### Text passage
There is much more to say about this morning’s ruling upholding the Affordable Care Act (aka Obamacare) as a tax, but here’s a quick summary:
Chief Justice Roberts, joined by Justices Scalia, Kennedy, Thomas, and Alito, held that the individual mandate was not a valid exercise of the Commerce Clause powers of Congress, or of the Necessary & Properly clause, which simply authorizes methods to pursue valid commerce clause powers.
But Chief Justice Roberts joined with the 4 liberal justices on the Court to hold that the fact that failure to comply with the individual mandate resulted in a penalty that would be paid to the IRS, it could be upheld as a valid exercise of the Taxing power.
Critical to this line of reasoning is that the result tax is NOT at tax for purposes of the anti-injunction act. Otherwise, the Court would not yet have had jurisdiction even to hear the case. But it can nevertheless be a tax for purposes of Congress’s constitutional authority.

### Information shown

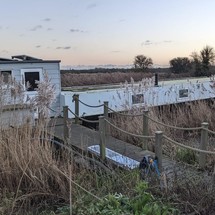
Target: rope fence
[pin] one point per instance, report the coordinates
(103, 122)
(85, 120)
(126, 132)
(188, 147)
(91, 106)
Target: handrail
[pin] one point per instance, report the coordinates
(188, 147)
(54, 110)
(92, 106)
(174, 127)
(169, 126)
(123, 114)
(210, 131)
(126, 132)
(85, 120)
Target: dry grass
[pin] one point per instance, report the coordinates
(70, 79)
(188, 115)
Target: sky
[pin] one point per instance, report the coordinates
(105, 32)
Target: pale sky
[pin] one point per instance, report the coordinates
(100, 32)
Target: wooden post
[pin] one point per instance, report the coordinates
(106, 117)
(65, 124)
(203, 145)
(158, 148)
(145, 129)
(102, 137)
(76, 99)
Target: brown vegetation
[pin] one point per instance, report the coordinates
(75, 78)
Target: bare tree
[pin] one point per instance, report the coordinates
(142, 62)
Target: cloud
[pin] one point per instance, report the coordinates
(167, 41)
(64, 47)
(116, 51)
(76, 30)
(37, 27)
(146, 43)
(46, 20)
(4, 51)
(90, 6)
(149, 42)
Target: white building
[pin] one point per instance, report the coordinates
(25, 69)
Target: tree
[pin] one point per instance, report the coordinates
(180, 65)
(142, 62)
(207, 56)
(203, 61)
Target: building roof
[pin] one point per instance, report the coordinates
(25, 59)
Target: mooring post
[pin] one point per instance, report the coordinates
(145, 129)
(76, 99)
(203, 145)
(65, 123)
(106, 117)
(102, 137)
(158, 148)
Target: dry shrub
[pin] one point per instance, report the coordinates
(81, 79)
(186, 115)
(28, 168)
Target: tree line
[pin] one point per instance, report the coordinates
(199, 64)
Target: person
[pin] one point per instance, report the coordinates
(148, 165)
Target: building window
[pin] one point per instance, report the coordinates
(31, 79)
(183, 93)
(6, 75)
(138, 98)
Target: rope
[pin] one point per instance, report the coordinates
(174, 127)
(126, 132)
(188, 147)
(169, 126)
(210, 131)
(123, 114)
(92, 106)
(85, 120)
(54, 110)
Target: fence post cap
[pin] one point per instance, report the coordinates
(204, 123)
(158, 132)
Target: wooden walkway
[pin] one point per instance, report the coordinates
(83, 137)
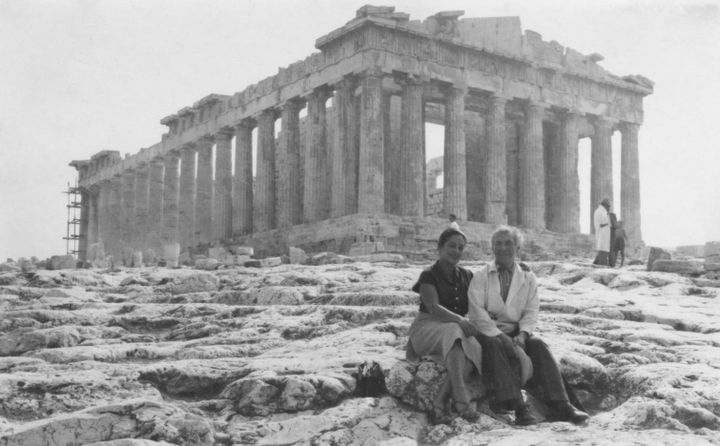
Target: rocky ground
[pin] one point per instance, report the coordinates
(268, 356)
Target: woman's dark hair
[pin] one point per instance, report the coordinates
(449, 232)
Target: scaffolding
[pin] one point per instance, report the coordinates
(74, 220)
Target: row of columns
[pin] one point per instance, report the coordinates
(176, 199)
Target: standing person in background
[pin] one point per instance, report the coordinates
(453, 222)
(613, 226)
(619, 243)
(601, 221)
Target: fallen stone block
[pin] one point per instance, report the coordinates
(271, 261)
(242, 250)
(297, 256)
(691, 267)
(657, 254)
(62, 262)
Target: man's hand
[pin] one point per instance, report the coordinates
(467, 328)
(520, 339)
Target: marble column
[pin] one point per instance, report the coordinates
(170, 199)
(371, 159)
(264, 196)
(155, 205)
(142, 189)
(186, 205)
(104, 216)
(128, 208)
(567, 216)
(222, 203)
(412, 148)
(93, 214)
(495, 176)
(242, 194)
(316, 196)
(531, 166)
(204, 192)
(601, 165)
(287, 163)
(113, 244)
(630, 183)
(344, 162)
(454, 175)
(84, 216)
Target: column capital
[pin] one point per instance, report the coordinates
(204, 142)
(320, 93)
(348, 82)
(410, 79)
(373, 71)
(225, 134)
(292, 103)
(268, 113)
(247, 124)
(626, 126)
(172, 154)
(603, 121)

* * *

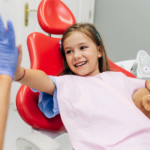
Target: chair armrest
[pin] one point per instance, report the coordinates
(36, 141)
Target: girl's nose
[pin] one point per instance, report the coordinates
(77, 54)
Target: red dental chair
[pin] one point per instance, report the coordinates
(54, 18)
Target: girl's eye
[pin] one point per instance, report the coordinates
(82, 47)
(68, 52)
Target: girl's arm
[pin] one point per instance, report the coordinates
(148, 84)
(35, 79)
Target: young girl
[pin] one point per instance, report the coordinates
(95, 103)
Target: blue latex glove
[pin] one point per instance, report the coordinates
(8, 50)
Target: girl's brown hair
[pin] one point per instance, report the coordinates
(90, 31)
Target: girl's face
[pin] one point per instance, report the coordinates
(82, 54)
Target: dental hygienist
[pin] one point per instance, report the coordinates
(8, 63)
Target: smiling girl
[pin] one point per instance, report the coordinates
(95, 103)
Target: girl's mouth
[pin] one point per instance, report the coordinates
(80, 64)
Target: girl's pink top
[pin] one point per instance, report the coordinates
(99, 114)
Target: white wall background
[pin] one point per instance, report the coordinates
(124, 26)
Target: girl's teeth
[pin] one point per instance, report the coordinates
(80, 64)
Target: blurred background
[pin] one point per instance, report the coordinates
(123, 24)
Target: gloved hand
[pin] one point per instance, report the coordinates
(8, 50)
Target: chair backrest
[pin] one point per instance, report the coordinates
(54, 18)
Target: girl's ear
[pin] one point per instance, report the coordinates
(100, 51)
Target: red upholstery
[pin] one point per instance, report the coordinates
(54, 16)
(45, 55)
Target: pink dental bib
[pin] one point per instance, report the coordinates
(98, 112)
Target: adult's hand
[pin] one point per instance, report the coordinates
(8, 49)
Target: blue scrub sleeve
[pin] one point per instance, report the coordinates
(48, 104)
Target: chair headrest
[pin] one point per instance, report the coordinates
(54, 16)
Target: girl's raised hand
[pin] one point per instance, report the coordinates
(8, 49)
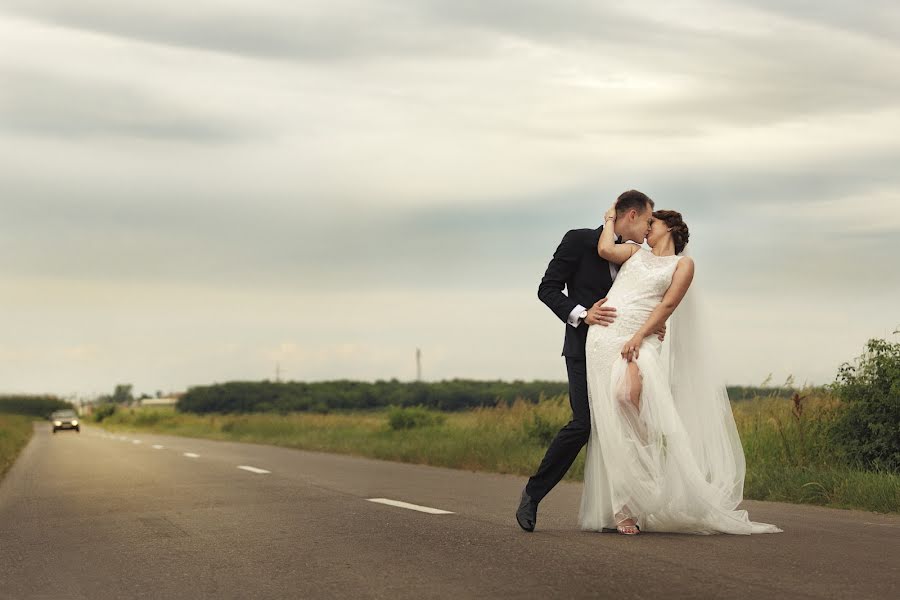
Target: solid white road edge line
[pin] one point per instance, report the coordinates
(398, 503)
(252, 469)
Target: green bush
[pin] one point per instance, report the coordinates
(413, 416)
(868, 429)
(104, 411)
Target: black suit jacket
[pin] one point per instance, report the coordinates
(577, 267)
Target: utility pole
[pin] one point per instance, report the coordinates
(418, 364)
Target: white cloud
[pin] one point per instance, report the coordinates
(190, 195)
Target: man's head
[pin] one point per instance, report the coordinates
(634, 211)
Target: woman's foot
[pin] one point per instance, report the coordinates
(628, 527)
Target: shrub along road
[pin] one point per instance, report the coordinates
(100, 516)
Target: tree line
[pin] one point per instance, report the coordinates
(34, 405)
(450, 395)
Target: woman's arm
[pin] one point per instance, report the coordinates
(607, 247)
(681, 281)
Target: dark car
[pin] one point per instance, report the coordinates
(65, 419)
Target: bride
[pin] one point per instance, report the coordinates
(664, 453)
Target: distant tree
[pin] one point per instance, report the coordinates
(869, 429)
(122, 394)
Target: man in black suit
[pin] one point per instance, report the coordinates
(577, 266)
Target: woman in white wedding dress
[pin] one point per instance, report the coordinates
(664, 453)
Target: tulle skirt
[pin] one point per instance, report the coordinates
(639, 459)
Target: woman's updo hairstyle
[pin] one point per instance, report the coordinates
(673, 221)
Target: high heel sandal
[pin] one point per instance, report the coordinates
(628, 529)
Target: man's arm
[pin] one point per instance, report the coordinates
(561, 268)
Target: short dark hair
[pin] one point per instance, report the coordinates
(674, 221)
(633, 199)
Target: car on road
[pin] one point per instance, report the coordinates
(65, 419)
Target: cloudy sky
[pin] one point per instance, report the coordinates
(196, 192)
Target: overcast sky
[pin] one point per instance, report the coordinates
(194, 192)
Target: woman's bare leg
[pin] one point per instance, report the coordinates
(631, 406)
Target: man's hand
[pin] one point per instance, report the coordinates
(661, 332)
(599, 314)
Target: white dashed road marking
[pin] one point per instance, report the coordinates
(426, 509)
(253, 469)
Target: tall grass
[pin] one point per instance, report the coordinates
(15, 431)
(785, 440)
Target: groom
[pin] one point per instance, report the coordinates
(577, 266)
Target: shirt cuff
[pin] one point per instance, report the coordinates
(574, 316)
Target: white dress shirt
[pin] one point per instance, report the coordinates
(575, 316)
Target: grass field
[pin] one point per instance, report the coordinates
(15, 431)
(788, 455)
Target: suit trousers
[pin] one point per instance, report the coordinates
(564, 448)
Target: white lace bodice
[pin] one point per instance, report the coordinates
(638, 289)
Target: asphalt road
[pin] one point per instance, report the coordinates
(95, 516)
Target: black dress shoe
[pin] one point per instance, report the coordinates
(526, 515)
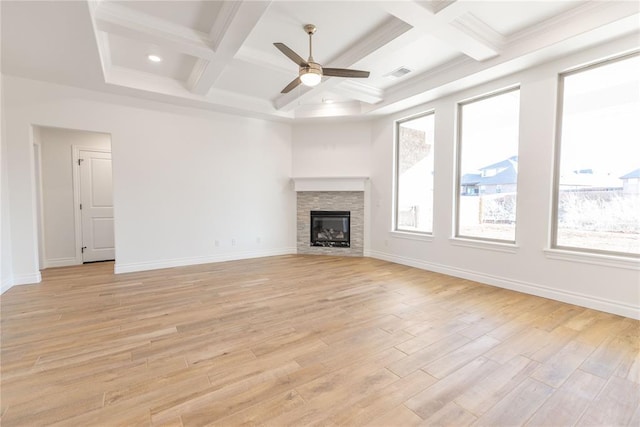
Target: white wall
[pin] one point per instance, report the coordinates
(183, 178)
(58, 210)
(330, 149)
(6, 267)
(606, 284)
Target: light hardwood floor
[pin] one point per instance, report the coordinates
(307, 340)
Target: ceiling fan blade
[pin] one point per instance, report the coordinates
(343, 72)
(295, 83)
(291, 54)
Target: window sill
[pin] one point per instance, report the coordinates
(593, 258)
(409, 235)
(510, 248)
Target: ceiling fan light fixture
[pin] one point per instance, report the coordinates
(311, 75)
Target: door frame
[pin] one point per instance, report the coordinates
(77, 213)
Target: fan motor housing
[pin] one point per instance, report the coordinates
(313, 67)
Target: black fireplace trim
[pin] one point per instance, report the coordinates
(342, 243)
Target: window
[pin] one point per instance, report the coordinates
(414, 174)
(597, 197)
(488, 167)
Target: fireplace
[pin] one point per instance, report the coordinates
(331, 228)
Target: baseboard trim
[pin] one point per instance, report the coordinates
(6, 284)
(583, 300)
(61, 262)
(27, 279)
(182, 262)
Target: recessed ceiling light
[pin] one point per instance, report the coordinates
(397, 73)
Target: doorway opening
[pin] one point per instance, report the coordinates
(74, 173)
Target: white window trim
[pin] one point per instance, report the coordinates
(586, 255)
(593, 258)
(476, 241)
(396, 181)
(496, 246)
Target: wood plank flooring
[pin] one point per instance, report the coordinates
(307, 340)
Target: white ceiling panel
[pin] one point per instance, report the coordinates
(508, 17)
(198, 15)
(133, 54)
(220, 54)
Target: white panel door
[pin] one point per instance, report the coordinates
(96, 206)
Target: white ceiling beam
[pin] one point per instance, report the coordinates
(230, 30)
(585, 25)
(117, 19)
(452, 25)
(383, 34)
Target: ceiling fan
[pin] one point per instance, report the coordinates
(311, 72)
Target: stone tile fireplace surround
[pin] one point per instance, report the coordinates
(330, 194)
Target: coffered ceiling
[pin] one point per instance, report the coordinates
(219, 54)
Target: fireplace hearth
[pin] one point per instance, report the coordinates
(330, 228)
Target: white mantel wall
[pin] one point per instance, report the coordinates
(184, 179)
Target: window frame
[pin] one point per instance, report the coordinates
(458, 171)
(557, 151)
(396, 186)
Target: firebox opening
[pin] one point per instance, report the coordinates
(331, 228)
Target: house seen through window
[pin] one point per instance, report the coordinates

* * *

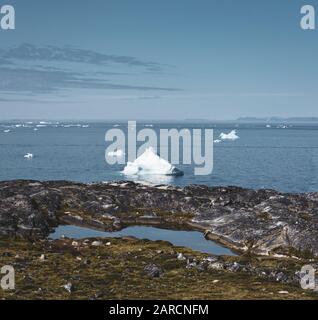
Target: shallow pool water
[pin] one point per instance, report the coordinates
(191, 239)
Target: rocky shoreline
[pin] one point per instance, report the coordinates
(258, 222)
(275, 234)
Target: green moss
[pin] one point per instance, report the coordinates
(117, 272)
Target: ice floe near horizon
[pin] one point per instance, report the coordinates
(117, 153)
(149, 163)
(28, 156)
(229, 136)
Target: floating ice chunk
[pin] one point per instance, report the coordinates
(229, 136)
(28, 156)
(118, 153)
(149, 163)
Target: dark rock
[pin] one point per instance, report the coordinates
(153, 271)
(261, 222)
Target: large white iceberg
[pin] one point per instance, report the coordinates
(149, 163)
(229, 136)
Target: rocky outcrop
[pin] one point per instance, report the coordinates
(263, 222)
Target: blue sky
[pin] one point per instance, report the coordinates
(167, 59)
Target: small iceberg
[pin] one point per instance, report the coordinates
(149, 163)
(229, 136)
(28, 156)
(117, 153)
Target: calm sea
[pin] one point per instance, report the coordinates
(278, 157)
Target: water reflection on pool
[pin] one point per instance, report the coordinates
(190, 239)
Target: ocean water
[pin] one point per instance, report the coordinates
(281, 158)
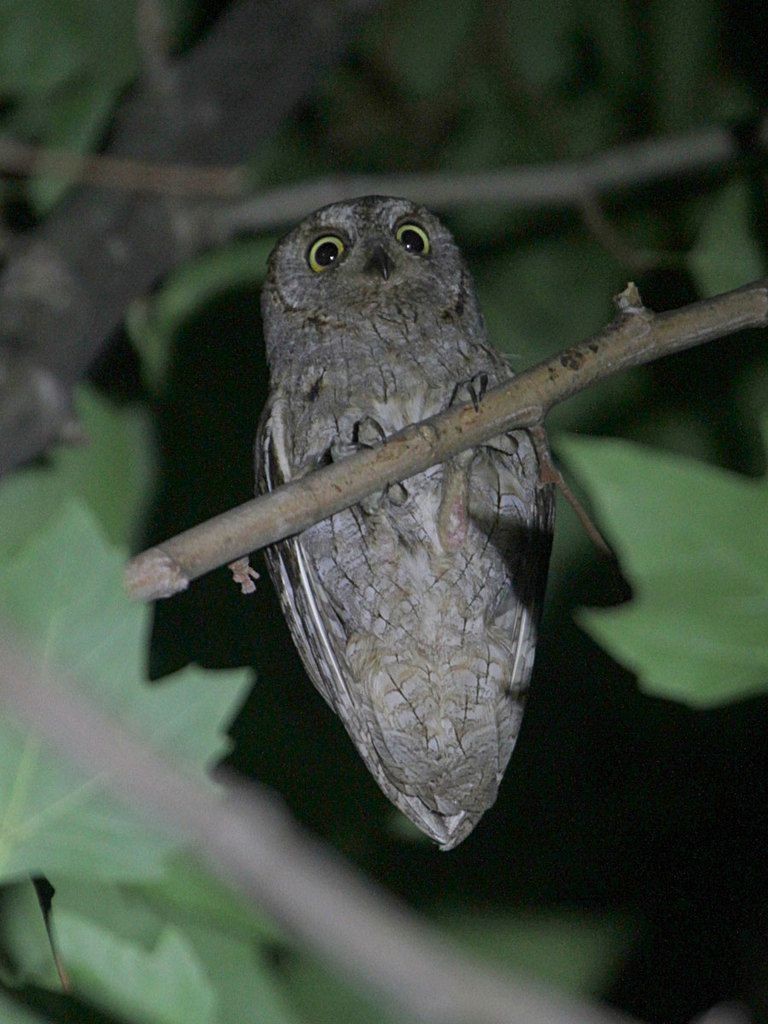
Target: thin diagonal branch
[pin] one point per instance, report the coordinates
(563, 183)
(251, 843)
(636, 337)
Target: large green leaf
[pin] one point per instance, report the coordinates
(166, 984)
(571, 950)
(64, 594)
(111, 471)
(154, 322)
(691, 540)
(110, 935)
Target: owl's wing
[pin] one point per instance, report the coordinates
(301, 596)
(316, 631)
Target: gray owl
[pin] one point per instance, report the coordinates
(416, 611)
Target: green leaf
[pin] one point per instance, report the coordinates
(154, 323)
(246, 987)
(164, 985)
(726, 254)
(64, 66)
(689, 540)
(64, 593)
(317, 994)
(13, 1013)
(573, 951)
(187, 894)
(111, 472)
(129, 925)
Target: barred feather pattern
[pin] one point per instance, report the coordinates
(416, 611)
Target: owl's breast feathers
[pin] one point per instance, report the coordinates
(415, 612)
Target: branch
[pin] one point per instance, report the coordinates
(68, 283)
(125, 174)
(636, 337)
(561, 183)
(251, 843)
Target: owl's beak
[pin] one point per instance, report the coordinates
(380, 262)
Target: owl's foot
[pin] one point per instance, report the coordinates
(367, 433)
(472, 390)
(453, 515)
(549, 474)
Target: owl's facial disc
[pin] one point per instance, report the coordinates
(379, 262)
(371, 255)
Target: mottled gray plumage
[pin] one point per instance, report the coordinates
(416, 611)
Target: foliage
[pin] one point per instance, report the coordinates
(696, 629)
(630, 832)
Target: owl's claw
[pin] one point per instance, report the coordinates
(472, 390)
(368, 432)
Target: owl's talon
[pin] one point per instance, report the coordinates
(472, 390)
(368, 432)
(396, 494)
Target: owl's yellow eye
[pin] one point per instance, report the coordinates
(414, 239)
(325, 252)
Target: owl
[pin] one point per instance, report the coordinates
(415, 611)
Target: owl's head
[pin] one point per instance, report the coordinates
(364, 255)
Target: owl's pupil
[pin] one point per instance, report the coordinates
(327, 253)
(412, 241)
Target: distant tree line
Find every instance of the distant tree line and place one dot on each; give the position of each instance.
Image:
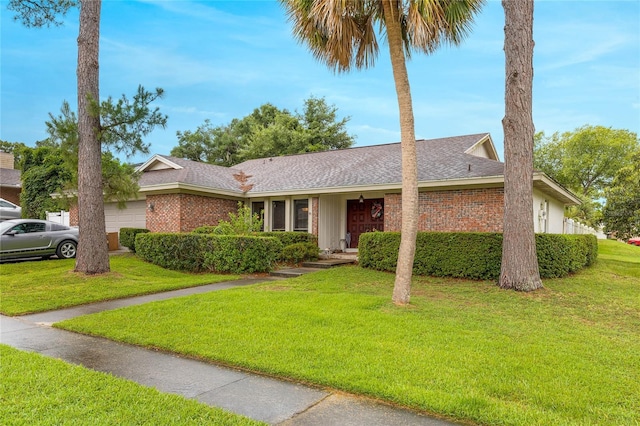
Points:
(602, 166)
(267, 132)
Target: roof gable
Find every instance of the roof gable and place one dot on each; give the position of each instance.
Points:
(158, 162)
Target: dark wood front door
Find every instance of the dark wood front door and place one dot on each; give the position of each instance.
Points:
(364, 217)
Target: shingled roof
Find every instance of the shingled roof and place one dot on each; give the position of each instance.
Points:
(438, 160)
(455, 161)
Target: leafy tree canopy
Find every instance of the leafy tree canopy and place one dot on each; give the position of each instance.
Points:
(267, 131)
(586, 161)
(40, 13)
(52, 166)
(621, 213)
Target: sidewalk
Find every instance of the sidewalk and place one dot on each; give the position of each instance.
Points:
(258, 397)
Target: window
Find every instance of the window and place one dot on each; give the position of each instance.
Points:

### To do
**A)** In the passage on the Obamacare ruling, copy out everything from "There is much" down to "commerce clause powers.", switching "Chief Justice Roberts" to "the Chief Justice".
**B)** Answer these from the passage on the Obamacare ruling:
(i) Which justices joined Chief Justice Roberts in holding that the individual mandate was not a valid exercise of the Commerce Clause powers?
(ii) To whom would the penalty for not complying with the individual mandate be paid?
(iii) If the penalty had counted as a tax under the anti-injunction act, what would the Court not yet have had?
**C)** Carry on the passage on the Obamacare ruling from its last sentence.

### Answers per task
**A)**
There is much more to say about this morning’s ruling upholding the Affordable Care Act (aka Obamacare) as a tax, but here’s a quick summary:
the Chief Justice, joined by Justices Scalia, Kennedy, Thomas, and Alito, held that the individual mandate was not a valid exercise of the Commerce Clause powers of Congress, or of the Necessary & Properly clause, which simply authorizes methods to pursue valid commerce clause powers.

**B)**
(i) Justices Scalia, Kennedy, Thomas, and Alito
(ii) The IRS
(iii) Jurisdiction even to hear the case

**C)**
Also critical to this line of reasoning is that the tax is not a direct tax. Otherwise, it would be unconstitutional because not apportioned according to population, as the Constitution requires for direct taxes. Chief Justice Robert’s argument on that critical point is conclusory–only about a page or so–and confused. If it is not a direct tax, it must be an excise or an income tax, and it quite obviously is neither. But Chief Justice Roberts doesn’t explain what it is; he just asserts that it is not a direct tax.
7 Justices — the 3 solid conservatives (Scalia, Thomas, and Alito), joined by Chief Justice Roberts and Justices Kennedy, Breyer, and Kagan, held that the threat of removal of all existing state medicaid funding if states did not go along with the Medicaid expansion was unconstitutional. But instead of striking down the Medicaid expansion itself, the Court simply struck down the reach of the non-compliance penalty, limiting it only to the new spending offer, not the existing spending. I Don’t yet know whether all 7 agreed with that remedy.
Make no mistake. Chief Justice Roberts’ opinion is a sell-out of constitutional principle of the highest magnitude. The fateful day back in the Summer of 2005 when President Bush chose to nominate John Roberts rather than Mike Luttig to the Chief Justiceship has resulting in upholding the move to socialized medicine in the United States.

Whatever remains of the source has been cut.